Page excerpt ::
# Aarrghh! .... my friggin' BACK!



## PaulS (Jun 15, 2002)

:x

I very rarely get colds - last week - wed - out of nowhere - came an evil one (with a bad cough) that is thankfully now on the way out - but - it seems to have kicked off a bad back :x 
I slipped a disc about 15 years ago - I've been very careful ever since - now and again I get the odd 'twinge' but nothing like this.

So much for my plans to enjoy the good weather, take all of next week off, do some cycling, and finish the kitchen and get the tiling done in the property project I'm doing.

Overwork? Since Jan I've stuck to a new years resolution and upped my gym attendance to at least 3 times a week, and never felt better. The week before the cold arrived I worked 8 days on the trot - still felt fine. And now this :x

OK I'll just have to spend a few days horizontal in front of the TV (Trisha - good for a laugh now and again :wink: ) BUT - my friggin' sky box has gone kaput, getting no signal at all (they say these things come in threes...)

Any suggestions as to how to speed up my recovery :? I've never really found that lying down and not moving helps... I'm slowly walking around the house like Michael Jackson doing a spacewalk :lol:

Watching Rory Bremner on Frost this morning was fun - every time I laughed my back complained :lol:  :x


----------



## QuackingPlums (Mar 10, 2004)

What you are asked to do :: Reproduce the whole forum thread about a bad back word for word.

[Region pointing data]
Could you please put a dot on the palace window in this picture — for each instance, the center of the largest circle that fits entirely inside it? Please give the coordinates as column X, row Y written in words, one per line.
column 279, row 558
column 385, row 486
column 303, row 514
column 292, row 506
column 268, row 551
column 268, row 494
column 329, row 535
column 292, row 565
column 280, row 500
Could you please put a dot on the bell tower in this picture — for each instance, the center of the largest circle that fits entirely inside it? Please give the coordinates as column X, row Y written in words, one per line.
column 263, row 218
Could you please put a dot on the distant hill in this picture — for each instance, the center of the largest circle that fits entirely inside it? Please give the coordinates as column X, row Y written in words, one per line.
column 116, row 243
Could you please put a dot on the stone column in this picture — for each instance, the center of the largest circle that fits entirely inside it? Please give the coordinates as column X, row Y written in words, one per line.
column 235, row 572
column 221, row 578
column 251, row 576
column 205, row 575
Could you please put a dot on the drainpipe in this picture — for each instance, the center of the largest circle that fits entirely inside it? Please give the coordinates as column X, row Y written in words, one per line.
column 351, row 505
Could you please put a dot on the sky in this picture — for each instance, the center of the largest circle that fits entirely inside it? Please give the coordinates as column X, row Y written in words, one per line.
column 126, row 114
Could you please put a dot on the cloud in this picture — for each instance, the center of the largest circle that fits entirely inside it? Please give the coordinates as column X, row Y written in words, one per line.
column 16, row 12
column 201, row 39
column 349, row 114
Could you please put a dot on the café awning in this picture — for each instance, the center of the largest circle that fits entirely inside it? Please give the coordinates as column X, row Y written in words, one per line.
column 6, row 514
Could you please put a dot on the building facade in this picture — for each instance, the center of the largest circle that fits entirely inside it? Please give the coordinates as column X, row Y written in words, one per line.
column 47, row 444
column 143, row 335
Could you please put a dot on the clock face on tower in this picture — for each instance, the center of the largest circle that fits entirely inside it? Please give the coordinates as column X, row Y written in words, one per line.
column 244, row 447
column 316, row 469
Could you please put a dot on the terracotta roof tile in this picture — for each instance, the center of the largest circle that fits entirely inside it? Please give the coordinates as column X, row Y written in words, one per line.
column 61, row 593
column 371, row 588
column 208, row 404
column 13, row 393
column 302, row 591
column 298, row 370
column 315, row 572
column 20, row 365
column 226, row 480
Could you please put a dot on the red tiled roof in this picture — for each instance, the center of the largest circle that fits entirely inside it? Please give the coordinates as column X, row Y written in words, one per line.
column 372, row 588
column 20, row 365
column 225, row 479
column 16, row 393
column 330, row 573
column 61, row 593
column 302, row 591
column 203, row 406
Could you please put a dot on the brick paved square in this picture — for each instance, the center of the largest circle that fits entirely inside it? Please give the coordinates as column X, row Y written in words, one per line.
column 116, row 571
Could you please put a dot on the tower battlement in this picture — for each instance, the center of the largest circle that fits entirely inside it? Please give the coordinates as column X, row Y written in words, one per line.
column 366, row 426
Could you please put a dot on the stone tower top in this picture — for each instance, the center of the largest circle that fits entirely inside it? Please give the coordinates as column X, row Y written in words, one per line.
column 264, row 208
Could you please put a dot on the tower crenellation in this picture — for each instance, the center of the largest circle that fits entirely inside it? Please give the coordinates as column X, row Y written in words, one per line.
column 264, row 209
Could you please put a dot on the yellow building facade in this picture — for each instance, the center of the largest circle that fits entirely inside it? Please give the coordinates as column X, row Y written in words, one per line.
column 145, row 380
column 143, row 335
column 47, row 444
==
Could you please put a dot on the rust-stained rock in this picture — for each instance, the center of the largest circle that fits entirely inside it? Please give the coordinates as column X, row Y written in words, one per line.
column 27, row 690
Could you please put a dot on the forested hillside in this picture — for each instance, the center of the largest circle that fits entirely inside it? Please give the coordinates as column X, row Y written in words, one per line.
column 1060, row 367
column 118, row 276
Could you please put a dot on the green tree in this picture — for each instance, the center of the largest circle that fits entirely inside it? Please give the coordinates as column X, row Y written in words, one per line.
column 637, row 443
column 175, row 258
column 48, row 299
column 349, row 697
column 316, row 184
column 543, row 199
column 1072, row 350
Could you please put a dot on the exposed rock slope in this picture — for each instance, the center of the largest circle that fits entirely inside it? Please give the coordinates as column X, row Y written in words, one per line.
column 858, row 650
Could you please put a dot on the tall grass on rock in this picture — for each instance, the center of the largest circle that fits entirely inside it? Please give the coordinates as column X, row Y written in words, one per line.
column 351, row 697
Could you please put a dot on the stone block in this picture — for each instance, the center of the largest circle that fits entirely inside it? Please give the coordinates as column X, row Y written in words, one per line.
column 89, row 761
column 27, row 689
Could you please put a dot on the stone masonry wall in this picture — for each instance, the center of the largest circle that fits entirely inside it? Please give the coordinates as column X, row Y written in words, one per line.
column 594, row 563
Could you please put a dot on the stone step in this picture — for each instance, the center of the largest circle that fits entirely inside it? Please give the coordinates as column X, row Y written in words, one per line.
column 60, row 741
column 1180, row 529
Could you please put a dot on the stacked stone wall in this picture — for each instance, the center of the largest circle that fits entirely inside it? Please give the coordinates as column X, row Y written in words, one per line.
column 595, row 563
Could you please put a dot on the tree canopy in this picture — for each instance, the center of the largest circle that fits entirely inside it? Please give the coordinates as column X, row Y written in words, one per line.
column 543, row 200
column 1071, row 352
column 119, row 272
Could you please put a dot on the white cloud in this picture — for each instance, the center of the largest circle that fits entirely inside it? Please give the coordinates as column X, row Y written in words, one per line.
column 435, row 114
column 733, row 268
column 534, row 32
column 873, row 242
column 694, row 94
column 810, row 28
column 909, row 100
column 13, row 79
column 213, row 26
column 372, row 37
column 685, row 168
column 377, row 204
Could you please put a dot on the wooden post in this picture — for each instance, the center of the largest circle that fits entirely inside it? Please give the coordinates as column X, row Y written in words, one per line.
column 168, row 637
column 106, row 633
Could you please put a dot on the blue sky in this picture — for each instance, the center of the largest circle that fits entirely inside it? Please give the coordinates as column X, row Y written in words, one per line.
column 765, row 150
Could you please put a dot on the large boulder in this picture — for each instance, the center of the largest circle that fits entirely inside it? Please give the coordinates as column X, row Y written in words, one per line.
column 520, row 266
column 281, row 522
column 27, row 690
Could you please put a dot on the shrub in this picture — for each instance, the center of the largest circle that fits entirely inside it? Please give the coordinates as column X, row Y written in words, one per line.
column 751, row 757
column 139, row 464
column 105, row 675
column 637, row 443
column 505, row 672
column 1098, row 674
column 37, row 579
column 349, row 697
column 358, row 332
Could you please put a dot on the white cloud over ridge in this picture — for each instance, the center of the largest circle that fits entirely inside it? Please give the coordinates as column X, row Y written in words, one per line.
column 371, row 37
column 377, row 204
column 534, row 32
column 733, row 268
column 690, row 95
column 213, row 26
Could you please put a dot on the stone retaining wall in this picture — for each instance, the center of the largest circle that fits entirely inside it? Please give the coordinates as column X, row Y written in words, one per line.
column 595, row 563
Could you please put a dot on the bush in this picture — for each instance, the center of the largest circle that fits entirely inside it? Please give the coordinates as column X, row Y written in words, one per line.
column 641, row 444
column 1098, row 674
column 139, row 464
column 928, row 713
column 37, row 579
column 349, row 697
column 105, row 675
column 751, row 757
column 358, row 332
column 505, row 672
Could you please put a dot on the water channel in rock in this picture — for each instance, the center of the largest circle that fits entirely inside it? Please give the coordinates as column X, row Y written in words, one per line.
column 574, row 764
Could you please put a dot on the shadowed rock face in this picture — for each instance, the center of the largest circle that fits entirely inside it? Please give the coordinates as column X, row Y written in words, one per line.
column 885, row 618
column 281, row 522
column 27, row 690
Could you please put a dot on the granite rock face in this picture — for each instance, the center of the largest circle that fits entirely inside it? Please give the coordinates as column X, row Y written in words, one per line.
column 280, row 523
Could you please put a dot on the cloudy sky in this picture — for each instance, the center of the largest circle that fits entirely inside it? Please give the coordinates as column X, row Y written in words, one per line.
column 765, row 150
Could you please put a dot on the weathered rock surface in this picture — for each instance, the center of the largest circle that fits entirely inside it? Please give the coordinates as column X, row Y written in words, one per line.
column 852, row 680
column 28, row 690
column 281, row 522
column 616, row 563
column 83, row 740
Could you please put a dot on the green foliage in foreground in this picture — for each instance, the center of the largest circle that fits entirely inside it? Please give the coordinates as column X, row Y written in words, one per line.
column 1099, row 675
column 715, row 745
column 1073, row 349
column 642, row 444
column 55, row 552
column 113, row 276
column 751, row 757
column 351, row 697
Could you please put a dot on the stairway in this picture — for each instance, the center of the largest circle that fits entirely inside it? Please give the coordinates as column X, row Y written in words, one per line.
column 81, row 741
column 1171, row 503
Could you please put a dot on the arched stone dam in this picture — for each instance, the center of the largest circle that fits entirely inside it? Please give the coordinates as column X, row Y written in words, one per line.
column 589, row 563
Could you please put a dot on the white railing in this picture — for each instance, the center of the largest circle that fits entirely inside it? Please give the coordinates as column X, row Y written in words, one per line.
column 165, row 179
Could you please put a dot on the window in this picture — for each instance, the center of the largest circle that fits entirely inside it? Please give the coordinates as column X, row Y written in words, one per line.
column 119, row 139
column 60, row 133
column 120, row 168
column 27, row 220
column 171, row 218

Task result ::
# Aarrghh! .... my friggin' BACK!



## PaulS (Jun 15, 2002)

:x

I very rarely get colds - last week - wed - out of nowhere - came an evil one (with a bad cough) that is thankfully now on the way out - but - it seems to have kicked off a bad back :x 
I slipped a disc about 15 years ago - I've been very careful ever since - now and again I get the odd 'twinge' but nothing like this.

So much for my plans to enjoy the good weather, take all of next week off, do some cycling, and finish the kitchen and get the tiling done in the property project I'm doing.

Overwork? Since Jan I've stuck to a new years resolution and upped my gym attendance to at least 3 times a week, and never felt better. The week before the cold arrived I worked 8 days on the trot - still felt fine. And now this :x

OK I'll just have to spend a few days horizontal in front of the TV (Trisha - good for a laugh now and again :wink: ) BUT - my friggin' sky box has gone kaput, getting no signal at all (they say these things come in threes...)

Any suggestions as to how to speed up my recovery :? I've never really found that lying down and not moving helps... I'm slowly walking around the house like Michael Jackson doing a spacewalk :lol:

Watching Rory Bremner on Frost this morning was fun - every time I laughed my back complained :lol:  :x


----------



## QuackingPlums (Mar 10, 2004)